Sunday, December 2, 2007

Stephen King for President

We need a writer for President. Certain writers express a great deal of wisdom. For instance, here's what Stephen King says about definitions of torture:

So I said something to the Nightline guy about waterboarding, and if the Bush administration didn't think it was torture, they ought to do some personal investigation. Someone in the Bush family should actually be waterboarded so they could report on it to George. . . . I suggested Jenna be waterboarded and then she could talk about whether or not she thought it was torture.

Ellen Bass This Monday

Come meet the fabulous Ellen Bass this Monday, December 3, in San Jose at the Martin Luther King, Jr. Library at 4 p.m.

At this free event, Ellen will read, take audience questions, and sign books.

Check out Ellen's website here. And listen to one of her poems here.

Tuesday, November 27, 2007

Limp Wrist Wants You

The new literary magazine Limp Wrist is currently accepting submissions.

• [EXTRACTED RECORDS]
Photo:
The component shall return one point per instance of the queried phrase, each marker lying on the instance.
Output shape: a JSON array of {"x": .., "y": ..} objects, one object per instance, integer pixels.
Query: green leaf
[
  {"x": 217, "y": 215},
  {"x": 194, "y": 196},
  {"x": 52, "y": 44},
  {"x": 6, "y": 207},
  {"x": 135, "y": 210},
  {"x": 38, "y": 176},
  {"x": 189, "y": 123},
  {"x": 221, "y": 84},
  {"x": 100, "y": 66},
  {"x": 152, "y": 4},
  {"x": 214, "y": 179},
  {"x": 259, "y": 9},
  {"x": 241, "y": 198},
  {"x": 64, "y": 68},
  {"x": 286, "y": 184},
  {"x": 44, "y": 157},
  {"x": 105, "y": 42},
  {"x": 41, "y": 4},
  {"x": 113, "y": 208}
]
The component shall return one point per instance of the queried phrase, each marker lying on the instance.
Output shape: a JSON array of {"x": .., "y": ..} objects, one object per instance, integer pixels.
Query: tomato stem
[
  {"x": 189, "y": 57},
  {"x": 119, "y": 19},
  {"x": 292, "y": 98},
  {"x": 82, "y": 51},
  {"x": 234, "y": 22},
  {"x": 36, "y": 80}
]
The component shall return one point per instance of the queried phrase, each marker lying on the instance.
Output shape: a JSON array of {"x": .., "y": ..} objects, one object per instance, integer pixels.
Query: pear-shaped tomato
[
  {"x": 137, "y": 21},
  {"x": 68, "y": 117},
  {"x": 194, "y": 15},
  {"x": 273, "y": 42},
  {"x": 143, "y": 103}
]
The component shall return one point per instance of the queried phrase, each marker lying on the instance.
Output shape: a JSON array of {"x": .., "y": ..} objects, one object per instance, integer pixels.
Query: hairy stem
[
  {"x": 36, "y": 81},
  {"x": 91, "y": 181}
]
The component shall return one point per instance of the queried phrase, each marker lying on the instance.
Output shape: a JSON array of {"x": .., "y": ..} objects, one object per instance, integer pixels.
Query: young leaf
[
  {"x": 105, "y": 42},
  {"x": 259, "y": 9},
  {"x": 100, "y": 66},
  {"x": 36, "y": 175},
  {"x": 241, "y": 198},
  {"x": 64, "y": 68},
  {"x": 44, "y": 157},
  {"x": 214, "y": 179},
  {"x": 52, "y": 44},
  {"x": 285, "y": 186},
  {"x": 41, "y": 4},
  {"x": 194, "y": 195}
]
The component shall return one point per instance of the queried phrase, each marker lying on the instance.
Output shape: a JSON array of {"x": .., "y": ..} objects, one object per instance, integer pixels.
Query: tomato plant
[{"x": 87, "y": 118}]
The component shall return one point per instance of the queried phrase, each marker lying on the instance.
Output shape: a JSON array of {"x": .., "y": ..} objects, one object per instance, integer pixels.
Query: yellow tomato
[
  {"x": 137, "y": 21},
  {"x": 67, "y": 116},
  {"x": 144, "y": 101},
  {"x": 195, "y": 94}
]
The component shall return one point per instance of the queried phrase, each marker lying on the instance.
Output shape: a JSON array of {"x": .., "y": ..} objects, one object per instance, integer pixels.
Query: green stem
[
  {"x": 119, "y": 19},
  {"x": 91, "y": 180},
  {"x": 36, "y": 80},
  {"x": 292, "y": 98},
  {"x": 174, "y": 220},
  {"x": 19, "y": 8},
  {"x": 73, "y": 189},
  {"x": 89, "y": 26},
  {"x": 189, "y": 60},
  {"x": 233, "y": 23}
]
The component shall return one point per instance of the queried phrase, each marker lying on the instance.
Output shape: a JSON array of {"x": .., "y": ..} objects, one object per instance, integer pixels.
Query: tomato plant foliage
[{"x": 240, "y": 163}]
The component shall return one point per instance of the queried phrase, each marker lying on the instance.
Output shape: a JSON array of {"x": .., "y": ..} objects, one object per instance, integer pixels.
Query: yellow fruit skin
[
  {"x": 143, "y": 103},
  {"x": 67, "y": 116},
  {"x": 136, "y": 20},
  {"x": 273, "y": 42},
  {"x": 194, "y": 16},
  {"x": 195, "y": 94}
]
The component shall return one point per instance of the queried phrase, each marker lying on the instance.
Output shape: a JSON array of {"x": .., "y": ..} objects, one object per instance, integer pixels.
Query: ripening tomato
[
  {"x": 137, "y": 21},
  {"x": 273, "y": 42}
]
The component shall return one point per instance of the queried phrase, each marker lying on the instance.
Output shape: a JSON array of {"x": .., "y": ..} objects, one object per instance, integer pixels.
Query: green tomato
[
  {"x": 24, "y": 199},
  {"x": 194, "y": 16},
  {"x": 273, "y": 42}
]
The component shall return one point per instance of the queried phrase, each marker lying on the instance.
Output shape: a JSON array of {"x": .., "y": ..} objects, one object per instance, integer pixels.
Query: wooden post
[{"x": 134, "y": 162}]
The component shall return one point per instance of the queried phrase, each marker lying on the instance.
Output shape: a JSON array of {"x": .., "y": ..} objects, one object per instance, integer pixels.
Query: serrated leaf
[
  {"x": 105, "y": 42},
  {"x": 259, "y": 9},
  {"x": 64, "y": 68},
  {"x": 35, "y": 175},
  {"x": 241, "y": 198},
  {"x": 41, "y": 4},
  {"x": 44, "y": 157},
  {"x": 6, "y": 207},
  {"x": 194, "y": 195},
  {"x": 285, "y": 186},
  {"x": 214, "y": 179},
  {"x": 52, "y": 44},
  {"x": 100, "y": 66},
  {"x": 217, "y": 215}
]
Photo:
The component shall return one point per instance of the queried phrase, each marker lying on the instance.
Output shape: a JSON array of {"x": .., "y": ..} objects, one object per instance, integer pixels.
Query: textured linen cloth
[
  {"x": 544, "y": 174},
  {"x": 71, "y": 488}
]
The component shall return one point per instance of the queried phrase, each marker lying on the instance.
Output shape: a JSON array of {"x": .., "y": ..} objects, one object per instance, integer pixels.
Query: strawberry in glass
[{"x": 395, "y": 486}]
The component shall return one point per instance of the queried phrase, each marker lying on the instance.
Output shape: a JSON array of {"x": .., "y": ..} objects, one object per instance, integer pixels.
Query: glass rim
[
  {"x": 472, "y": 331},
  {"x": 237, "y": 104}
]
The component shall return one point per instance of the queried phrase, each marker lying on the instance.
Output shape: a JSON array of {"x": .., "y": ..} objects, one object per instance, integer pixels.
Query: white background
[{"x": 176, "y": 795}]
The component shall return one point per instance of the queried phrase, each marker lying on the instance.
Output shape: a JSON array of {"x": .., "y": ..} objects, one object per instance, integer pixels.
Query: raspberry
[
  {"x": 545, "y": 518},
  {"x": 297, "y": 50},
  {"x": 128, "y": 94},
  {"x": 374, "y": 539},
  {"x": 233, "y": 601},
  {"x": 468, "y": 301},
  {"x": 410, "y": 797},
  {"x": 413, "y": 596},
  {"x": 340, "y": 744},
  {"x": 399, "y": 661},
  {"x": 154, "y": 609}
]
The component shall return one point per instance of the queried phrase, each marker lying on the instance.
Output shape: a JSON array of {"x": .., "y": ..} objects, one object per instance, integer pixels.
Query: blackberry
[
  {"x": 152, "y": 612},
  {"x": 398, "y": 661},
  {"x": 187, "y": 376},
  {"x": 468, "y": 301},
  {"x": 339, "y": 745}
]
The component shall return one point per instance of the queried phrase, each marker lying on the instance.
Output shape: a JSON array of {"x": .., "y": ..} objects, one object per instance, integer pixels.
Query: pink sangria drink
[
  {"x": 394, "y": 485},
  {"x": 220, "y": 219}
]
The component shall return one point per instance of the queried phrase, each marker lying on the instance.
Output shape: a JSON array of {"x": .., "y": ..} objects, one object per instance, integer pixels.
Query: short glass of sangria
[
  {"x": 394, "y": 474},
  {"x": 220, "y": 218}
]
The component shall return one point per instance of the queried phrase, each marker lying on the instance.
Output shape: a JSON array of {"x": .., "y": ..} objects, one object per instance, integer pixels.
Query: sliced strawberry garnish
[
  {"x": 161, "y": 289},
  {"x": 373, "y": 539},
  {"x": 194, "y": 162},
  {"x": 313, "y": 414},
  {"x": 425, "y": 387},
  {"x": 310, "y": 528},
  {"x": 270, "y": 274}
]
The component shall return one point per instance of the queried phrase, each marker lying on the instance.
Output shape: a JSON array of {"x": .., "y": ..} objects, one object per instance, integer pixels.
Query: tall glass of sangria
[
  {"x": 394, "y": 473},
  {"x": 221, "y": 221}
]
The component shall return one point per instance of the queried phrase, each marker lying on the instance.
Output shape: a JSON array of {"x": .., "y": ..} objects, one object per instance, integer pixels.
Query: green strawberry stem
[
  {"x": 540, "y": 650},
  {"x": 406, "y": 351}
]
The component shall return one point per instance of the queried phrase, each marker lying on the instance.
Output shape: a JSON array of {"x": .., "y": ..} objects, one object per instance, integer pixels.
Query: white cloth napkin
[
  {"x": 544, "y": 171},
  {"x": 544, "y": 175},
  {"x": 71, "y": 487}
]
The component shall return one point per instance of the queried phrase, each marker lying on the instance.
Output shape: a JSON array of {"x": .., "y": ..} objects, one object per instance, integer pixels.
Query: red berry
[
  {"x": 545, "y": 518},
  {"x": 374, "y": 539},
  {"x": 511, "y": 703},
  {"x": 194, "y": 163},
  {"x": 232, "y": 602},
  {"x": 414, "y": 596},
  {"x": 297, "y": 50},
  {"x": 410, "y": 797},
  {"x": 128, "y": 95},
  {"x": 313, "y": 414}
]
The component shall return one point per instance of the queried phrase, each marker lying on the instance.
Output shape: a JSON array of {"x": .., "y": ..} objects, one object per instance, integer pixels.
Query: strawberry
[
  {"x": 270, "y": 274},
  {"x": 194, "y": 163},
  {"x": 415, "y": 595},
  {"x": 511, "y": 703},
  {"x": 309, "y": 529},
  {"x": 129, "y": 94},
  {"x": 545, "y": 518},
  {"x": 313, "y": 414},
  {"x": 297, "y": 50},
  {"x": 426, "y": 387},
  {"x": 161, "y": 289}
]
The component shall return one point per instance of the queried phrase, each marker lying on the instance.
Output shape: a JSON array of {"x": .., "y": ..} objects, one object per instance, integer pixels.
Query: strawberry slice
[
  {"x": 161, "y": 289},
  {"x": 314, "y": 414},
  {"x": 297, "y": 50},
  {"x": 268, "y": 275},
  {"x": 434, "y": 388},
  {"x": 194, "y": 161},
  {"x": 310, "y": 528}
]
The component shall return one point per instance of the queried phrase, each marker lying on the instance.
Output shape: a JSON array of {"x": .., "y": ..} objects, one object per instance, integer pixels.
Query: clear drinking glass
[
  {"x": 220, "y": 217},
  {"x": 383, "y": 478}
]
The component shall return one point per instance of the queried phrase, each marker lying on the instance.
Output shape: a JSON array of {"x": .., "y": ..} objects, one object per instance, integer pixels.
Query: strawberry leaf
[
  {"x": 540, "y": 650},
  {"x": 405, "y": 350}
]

• [GIVEN EXERCISE 1]
Transcribe the blog excerpt starting at "Stephen King for" and ending at "it was torture.".
• [GIVEN EXERCISE 2]
Show every line of the listing that contains the string "strawberry", treating uppercase and lowercase as distinct.
The blog excerpt and the listing are unrelated to each other.

• [FULL RESPONSE 1]
Stephen King for President

We need a writer for President. Certain writers express a great deal of wisdom. For instance, here's what Stephen King says about definitions of torture:

So I said something to the Nightline guy about waterboarding, and if the Bush administration didn't think it was torture, they ought to do some personal investigation. Someone in the Bush family should actually be waterboarded so they could report on it to George. . . . I suggested Jenna be waterboarded and then she could talk about whether or not she thought it was torture.

• [FULL RESPONSE 2]
Query: strawberry in glass
Query: sliced strawberry garnish
Query: green strawberry stem
Query: strawberry
Query: strawberry slice
Query: strawberry leaf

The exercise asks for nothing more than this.